Caros tertulianos:
Relativamente ao filme da ORTF e à reportagem do Paris Match (2), posso adiantar o seguinte: Partipei em Setembro e Outubro de 1969 no apoio à equipa da ORTF que realizou o filme e que incluiu Portugal e o Ultramar, com deslocações do Minho a Timor, captando imagens em todas as possessões ultramarinas. Esta equipa englobava cerca de uma dúzia de pessoas, entre as quais uma jornalista do Paris Match e um do Figaro.
O objectivo inicial era recolher material para incluir no programa Point-Contrepoint (tipo Prós e Contras) em que de um lado se afirmava que Portugal era uma potência colonialista, que explorava os povos coloniais que lutavam pela sua libertação. Esta ideia era suportada em reportagens e depoimentos fornecidos pelos movimentos de libertação a que se juntavam alguns opositores do regime, no exílio, entre os quais Manuel Alegre (3).
Do outro pretendia-se refutar esta ideia, afirmando a ideia de que o Ultramar fazia parte integrante de Portugal e mostrando o grau e ritmo de desenvolvimento que se estava a processar, sobretudo em Angola e Moçambique.
A equipa responsável pelo programa, durante as negociações, pôs como condição poder verificar com total liberdade a realidade em todos os territórios, sobretudo na Guiné, Angola e Moçambique, onde se desenvolviam as lutas de libertação.
O Governo Português aceitou, apenas impondo como condição que o elemento que tinha apoiado a equipa nas suas deslocações em Portugal e no Ultramar estivesse presente nos estúdios da ORTF para assistir à montagem do filme, evitando surpresas que já tinham acontecido em programas idênticos nos Estados Unidos onde a ideia de confronto acabou por ser subvertida e resultou num manifesto antiportuguês. Portanto, e em resumo, tive a oportunidade de acompanhar todo o processo.
Assim, no dia da assinatura do Armistício, 11 de Novembro de 1969 [, feriado nacional em França, comemorativo do fim da I Grande Guerra Mundial, 1914-1918], o programa foi para o ar. O grau de imparcialidade, relativo, conferiu-lhe um sucesso na crítica francesa da especialidade e alguma satisfação ao Governo Português de então que pela primeira vez não deu por mal empegue o montante gasto no apoio ao Programa, suportando o custo das viagens e estadia de todos os elementos, durante cerca de um mês.

----------------

> [Exercício breve 1]: Nos registos, começa na linha que contém "point: the burning" e vai até ao fim dos registos, incluindo ambas as pontas. Reescreve todas essas linhas sem omitir nenhuma, somando -80 a cada número das coordenadas.
> [Exercício breve 2]: Retoma o texto sobre o filme da ORTF de 1969 e continua-o a partir da última frase.

----------------

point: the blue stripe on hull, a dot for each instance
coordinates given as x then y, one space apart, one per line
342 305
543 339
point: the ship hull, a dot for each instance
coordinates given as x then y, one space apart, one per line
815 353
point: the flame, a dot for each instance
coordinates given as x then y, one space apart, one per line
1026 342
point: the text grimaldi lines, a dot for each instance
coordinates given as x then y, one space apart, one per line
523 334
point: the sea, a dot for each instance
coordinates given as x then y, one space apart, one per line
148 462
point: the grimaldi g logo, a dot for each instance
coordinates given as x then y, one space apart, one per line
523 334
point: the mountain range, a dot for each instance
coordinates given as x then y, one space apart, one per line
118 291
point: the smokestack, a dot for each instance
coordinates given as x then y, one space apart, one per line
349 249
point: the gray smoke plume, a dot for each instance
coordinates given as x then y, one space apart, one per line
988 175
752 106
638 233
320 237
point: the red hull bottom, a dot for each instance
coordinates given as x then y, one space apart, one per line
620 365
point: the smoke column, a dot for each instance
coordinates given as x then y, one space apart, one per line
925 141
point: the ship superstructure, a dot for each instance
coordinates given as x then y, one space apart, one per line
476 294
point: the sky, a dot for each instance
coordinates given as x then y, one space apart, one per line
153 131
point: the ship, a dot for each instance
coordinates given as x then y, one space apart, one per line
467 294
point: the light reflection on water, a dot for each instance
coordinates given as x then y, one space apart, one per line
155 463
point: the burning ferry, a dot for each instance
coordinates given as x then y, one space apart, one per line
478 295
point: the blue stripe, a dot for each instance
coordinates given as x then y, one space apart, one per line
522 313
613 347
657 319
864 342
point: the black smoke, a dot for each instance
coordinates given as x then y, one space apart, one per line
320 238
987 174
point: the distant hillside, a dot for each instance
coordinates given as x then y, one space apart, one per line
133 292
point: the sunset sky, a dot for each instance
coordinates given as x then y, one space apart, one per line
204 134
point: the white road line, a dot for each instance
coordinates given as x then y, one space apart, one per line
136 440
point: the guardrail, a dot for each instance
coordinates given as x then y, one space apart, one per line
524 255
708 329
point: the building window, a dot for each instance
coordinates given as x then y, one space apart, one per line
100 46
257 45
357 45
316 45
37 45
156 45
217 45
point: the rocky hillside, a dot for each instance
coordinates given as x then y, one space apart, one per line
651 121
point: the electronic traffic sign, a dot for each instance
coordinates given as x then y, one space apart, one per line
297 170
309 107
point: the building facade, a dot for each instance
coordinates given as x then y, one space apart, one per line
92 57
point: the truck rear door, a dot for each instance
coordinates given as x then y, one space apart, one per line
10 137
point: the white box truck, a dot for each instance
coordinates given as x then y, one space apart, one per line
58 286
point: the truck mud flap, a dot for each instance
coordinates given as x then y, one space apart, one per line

----------------

> [Resposta certa 1]:
point: the burning ferry, a dot for each instance
coordinates given as x then y, one space apart, one per line
398 215
point: the blue stripe, a dot for each instance
coordinates given as x then y, one space apart, one per line
442 233
533 267
577 239
784 262
point: the black smoke, a dot for each instance
coordinates given as x then y, one space apart, one per line
240 158
907 94
point: the distant hillside, a dot for each instance
coordinates given as x then y, one space apart, one per line
53 212
point: the sunset sky, a dot for each instance
coordinates given as x then y, one space apart, one per line
124 54
point: the white road line, a dot for each instance
coordinates given as x then y, one space apart, one per line
56 360
point: the guardrail, a dot for each instance
coordinates given as x then y, one space apart, one per line
444 175
628 249
point: the building window, a dot for each instance
coordinates given as x then y, one space apart, one per line
20 -34
177 -35
277 -35
236 -35
-43 -35
76 -35
137 -35
point: the rocky hillside, a dot for each instance
coordinates given as x then y, one space apart, one per line
571 41
point: the electronic traffic sign, a dot for each instance
coordinates given as x then y, one space apart, one per line
217 90
229 27
point: the building facade, a dot for each instance
coordinates given as x then y, one space apart, one per line
12 -23
point: the truck rear door, a dot for each instance
coordinates given as x then y, one space apart, one per line
-70 57
point: the white box truck, a dot for each instance
coordinates given as x then y, one space apart, one per line
-22 206
point: the truck mud flap, a dot for each instance
coordinates given as x then y, one space apart, one per line

> [Resposta certa 2]:
O próprio Marcello Caetano quis ver a cópia que eu tinha trazido e foi durante a sessão, quando viu a cena da emboscada na Guiné que pulverizou dois dos elementos das NT, pronunciou para mim a esperançosa frase:
- Temos que acabar com esta guerra (*).
O impacto na opinião francesa e o elevado volume de material recolhido nos próprios locais levou os produtores da ORTF a fazerem vários documentários.
Já não disponho do exemplar do Paris Match nem da cópia do filme, mas ainda disponho da reportagem do Fígaro da mesma altura, onde o autor define Spínola como um misto de Goering e de Marquês de Cuevas, reportagem essa que vou tentar digitalizar e que enviarei depois para os nossos tertulianos.
Um abraço cordial do
Manuel Domingues
(*) Vd: Novo Contacto com a Guiné: a esperança marcelista em Uma Campanha na Guiné, do Autor.
_________
Notas de L.G.:
(1) Vd. posts de:
4 de Dezembro de 2005 > Guiné 63/74 - CCCXXXVI: A vingança da PIDE (Manuel Domingues)
(...) Não bastava ser bom militar. Era também necessário estar nas boas graças da PIDE. A maior parte dos oficiais milicianos, que não aspirava a ser funcionário público, podia encontrar refúgio na sua condição temporária de militar, mas à saída, a PIDE esperava por ele para acertar contas!" (...).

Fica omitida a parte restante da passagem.